> Questions:
1. From the herb and garden notes, list the plants named as susceptible to fungal disease after Tuesday's rain.
2. According to the herb and garden notes, how deep did Tuesday's rain penetrate the lawn?
3. Extend the herb and garden notes, picking up after the last sentence shown.

> Passage provided:
'''

Rosemary and thyme are from the Mediterranean and North African areas and will happily grow in poor, dry conditions. No compost is needed for them. Rosemary is a woody shrub which will get some size to it if allowed. At a pinch you can hedge it but it does stay a bit woody and open. It needs excellent drainage and is best in open conditions. Thymes tend to be low growing spreaders – think sunny rockery conditions. If your soils are heavy, you can plant these two in pots and half bury the pot in the garden to give them drier conditions in their root zone while drawing up what moisture they need from below.

Bay trees (the source of bay leaves) are just that if you let them go – trees. They also sucker (spreading through side shoots) and attract leaf sucking thrips. Fortunately they are tough and hardy and will take hard clipping so you can shape them into topiaries as feature plants and keep them under control. Planting in open or windy conditions will reduce the thrip infestation though plants will grow almost anywhere.

Tarragon can be a problem. You want French tarragon, not its inferior Russian relative. But French tarragon is an artemisia (wormwood, by common parlance, a species of which is also the source of absinthe) and only grows from cutting. If you try it from seed, you are growing the Russian form because the French one is sterile and never sets seed.

Mark has just arrived with pots of seed raised lemon grass for planting out. It is a tropical, clumping, perennial grass which can tolerate temperate conditions so will be content beside the chives and marjoram. Obviously next year we will be adding the annual summer savoury to the herb range here. Now that I have learned about it, I can not live the rest of my life eating green beans minus summer savoury.

February 13, 2009 In the Garden

• Tuesday’s rain was welcome and a gentle distribution to soften up the ground but do not be lulled into a false sense of security until we get a whole lot more. Here it penetrated the lawn to a depth of about 1cm only. The immediate effect will be to encourage the explosion of fungal disease on all susceptible plants (tomatoes, cucurbits, clematis, roses and the like) and to cause a fresh flush of weeds. Be vigilant on both. If you don’t want to spray for fungal attack, and most gardeners won’t, reduce the infected foliage, make sure you have good air movement and hope for dry weather. Obviously, avoid any overhead watering.

'''

> Extracted data:
'''

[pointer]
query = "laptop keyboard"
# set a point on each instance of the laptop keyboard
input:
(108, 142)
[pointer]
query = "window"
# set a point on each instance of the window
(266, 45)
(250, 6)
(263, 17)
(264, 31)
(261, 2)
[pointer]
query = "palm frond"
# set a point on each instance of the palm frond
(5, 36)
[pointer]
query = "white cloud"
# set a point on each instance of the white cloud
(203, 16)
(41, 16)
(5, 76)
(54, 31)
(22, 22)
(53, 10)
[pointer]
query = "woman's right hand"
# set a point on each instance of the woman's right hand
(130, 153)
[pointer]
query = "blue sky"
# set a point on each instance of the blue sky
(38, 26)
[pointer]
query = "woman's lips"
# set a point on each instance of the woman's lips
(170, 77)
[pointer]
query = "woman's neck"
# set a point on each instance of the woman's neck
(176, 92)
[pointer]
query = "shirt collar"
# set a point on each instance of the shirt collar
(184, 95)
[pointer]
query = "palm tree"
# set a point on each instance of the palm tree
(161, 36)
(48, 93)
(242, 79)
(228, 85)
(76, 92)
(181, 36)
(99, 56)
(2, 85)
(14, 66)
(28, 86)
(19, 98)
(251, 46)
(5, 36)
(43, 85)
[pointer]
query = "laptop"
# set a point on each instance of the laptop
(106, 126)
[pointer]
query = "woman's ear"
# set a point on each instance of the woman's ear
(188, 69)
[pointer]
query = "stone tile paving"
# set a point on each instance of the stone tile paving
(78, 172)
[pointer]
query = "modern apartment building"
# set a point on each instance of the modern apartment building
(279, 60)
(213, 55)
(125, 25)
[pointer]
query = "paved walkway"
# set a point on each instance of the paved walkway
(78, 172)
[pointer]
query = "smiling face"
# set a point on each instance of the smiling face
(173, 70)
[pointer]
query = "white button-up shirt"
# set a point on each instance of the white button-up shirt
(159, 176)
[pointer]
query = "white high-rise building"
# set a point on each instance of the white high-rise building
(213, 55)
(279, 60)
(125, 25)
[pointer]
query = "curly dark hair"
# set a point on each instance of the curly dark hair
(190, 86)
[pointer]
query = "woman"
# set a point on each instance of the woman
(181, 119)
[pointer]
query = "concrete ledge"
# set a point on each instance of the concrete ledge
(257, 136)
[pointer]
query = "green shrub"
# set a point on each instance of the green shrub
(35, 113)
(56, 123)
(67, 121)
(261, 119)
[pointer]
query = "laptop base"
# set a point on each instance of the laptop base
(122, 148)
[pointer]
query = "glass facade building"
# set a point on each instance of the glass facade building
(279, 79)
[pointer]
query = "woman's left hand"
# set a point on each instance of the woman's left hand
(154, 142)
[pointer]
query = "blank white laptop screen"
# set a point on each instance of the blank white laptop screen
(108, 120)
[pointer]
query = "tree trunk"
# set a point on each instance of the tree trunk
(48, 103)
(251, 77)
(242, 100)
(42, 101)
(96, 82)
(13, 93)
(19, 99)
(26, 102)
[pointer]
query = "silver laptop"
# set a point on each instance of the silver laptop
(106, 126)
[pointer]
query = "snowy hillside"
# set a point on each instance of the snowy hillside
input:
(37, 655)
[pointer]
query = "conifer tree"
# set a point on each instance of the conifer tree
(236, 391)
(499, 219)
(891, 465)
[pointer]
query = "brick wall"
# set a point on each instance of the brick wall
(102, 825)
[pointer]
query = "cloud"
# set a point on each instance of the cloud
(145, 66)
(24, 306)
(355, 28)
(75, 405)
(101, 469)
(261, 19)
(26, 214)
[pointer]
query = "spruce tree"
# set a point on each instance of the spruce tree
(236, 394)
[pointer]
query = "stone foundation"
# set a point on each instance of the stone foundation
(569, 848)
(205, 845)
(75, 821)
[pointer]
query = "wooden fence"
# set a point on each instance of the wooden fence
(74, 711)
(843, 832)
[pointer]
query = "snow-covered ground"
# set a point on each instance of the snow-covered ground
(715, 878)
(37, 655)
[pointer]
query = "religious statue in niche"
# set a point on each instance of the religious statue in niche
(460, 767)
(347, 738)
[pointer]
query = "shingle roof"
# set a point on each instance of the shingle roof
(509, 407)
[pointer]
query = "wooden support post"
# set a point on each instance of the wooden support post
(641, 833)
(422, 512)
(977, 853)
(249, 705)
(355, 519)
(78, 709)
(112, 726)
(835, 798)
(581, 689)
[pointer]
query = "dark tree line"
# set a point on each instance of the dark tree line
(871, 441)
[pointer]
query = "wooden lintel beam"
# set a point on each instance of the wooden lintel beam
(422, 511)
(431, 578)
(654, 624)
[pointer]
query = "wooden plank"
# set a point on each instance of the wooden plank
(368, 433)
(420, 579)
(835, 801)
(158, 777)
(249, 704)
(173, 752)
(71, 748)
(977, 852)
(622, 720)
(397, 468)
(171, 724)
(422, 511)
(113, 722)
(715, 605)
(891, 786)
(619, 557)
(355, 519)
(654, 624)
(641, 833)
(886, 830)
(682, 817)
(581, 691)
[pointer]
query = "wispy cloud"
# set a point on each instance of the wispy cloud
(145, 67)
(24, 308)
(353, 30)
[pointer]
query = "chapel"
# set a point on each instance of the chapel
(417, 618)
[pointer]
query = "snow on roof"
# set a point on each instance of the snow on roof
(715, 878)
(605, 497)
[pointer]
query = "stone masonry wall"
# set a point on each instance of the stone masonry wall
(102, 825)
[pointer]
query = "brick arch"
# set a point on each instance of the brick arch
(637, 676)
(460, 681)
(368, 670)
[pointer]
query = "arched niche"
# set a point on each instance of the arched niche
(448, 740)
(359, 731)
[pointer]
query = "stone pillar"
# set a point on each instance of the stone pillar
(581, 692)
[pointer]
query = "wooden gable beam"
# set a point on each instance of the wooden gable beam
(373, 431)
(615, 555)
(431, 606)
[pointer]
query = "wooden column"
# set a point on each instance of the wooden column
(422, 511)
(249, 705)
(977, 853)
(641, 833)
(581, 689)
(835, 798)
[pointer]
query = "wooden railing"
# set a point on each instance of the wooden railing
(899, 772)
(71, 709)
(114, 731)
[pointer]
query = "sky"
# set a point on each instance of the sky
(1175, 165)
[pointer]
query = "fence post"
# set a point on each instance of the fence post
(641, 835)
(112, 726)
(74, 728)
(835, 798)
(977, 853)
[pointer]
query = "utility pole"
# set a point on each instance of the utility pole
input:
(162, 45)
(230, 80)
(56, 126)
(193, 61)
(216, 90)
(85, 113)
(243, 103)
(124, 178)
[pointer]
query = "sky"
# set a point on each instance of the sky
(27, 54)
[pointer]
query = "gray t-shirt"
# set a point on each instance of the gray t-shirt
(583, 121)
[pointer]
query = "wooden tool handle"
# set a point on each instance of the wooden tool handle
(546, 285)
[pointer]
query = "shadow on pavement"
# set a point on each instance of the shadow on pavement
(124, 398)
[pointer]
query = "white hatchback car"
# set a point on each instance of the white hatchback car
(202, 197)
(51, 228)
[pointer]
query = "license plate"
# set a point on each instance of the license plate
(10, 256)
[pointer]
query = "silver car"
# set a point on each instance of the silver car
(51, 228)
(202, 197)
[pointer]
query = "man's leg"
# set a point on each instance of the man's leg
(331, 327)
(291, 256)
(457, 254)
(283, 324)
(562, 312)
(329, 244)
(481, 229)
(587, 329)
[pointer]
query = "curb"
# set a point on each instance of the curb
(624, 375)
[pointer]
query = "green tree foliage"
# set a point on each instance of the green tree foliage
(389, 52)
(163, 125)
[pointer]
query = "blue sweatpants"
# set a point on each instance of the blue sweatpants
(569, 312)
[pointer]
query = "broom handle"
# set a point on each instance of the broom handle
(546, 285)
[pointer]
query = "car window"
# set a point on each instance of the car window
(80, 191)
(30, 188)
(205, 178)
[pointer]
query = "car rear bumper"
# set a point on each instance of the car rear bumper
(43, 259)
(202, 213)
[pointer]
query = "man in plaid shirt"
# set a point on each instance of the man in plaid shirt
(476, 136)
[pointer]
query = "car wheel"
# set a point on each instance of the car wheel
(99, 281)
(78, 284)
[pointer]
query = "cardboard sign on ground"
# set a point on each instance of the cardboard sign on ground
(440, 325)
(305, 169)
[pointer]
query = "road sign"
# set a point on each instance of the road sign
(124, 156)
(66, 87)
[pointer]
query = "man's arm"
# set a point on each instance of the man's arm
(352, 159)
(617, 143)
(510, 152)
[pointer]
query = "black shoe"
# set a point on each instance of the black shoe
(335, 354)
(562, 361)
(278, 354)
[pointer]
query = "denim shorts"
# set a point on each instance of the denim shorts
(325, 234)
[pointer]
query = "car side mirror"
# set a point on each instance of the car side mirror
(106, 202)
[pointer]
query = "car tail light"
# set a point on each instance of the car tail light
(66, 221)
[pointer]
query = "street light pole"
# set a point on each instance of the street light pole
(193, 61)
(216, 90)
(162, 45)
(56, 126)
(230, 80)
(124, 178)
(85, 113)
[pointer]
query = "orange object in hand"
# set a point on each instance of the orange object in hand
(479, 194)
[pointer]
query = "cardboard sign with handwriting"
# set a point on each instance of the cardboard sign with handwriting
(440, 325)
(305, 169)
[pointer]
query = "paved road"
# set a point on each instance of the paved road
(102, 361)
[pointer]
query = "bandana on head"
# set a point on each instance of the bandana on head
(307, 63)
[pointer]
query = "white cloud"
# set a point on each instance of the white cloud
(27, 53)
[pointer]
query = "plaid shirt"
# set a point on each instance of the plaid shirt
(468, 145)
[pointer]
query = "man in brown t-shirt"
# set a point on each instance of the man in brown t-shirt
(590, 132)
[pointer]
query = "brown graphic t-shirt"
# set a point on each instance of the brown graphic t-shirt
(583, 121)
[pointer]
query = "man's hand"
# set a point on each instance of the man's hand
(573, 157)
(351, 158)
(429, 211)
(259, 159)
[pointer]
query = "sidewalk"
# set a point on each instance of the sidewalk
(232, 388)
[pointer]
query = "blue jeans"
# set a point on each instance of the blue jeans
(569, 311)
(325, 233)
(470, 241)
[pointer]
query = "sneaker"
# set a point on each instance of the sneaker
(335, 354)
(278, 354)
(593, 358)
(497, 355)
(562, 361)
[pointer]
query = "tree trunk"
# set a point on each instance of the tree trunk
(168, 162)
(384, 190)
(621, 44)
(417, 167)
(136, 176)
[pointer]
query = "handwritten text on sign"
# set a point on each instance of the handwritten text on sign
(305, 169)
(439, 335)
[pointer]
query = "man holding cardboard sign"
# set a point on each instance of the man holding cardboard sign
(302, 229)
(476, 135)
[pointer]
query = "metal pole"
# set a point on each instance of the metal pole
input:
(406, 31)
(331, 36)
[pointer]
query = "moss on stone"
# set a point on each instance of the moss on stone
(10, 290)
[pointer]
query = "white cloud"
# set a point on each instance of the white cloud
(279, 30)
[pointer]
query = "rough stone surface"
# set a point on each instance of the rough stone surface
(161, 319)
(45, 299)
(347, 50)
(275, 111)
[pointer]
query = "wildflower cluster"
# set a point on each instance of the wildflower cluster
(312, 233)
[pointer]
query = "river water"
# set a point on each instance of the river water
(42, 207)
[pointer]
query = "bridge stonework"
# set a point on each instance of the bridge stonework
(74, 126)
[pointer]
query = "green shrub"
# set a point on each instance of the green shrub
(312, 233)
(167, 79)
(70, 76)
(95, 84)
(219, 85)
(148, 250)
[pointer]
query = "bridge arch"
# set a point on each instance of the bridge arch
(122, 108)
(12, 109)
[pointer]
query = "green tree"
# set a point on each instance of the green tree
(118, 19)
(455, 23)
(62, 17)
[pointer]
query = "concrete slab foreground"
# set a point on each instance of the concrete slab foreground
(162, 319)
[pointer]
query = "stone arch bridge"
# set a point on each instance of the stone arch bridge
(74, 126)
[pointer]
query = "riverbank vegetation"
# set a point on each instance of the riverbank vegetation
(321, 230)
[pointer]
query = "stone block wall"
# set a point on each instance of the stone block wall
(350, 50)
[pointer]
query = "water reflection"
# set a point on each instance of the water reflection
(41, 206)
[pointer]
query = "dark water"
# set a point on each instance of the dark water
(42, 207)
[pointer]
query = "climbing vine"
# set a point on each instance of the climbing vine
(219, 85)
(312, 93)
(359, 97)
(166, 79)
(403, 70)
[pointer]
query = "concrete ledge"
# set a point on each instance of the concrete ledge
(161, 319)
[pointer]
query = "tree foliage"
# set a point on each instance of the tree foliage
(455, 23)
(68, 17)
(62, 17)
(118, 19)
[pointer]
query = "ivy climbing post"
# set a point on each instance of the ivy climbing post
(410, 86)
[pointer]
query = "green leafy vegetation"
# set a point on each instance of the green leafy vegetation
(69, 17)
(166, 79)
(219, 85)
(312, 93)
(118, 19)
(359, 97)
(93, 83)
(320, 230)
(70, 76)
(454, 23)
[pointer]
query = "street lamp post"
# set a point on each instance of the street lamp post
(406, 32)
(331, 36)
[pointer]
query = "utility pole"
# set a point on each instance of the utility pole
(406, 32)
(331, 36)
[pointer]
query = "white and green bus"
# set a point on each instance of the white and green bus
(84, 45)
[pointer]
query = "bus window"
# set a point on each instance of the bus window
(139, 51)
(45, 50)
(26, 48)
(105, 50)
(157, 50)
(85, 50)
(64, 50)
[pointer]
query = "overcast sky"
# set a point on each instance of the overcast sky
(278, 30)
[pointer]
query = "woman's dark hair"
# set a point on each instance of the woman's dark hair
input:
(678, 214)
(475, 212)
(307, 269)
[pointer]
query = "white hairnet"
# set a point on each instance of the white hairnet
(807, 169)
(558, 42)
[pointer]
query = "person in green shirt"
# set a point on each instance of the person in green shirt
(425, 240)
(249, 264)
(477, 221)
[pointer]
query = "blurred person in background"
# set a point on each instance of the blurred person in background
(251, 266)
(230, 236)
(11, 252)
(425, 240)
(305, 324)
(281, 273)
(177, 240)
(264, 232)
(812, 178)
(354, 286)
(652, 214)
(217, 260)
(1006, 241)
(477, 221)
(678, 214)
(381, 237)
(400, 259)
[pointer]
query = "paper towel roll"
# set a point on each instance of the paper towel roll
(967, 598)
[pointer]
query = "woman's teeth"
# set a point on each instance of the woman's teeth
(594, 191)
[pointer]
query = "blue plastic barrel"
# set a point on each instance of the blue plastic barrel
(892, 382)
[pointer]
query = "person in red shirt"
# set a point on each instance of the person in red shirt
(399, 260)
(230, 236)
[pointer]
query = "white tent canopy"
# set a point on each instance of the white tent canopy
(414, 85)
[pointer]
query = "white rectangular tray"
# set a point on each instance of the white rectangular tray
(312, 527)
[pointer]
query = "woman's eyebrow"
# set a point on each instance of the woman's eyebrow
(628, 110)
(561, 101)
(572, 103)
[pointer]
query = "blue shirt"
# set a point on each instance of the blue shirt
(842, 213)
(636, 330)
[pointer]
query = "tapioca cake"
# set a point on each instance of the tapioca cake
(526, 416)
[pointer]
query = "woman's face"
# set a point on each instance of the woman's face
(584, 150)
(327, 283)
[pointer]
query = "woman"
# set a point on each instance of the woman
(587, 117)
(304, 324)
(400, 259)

'''

> Task-by-task outputs:
1. Tomatoes, cucurbits, clematis, roses

2. About 1cm.

3.
• Citrus trees are due for their spray of copper and summer oil. This spray will deal to mites and discourage botrytis. If you live in warmer coastal areas with reasonable shelter, we strongly recommend planting orange trees. They are by far the most productive fruit trees we grow here and keep us well stocked with oranges for twelve months of the year (although navel oranges and tangelos have a shorter fruiting season and do not hang on to their fruit until you are ready for it).
• If you have thrip infested rhododendrons (which shows up as silver leaves), now is the time to spray again if you plan to. You need to use a systemic insecticide which the plant absorbs and disperses, rather than a contact insecticide which only kills where it touches. Your local garden centre should be able to advise on suitable sprays. If the plants are badly infested, it weakens them as well as looking unsightly, so if you don’t plan to spray them at all, remove these plants and replace in autumn with better selections. The cold climate rhodos (which usually includes the American and German hybrids) are particularly vulnerable.
• Watch out for aphids and white butterflies, especially on brassicas. There are organic insecticides for brassicas or you could try a chilli spray. We haven’t tried it ourselves but a recommended home spray combines hot chilli sauce (tabasco or similar) at 3-5ml per litre of water plus 3-5ml of dishwashing detergent. A level standard teaspoon is 5ml but be stingy not generous as this is the maximum dose. This is a repellent, not a killer spray so you may have to combine it with digital control (squashing between fingers) and repeat fortnightly. If you don’t want to spray at all, draping net curtains or fine net cloth keeps white butterflies at bay.
• As space is created in the garden by digging potatoes or summer crops finishing, replant with winter brassicas, lettuce, or leeks for a late crop.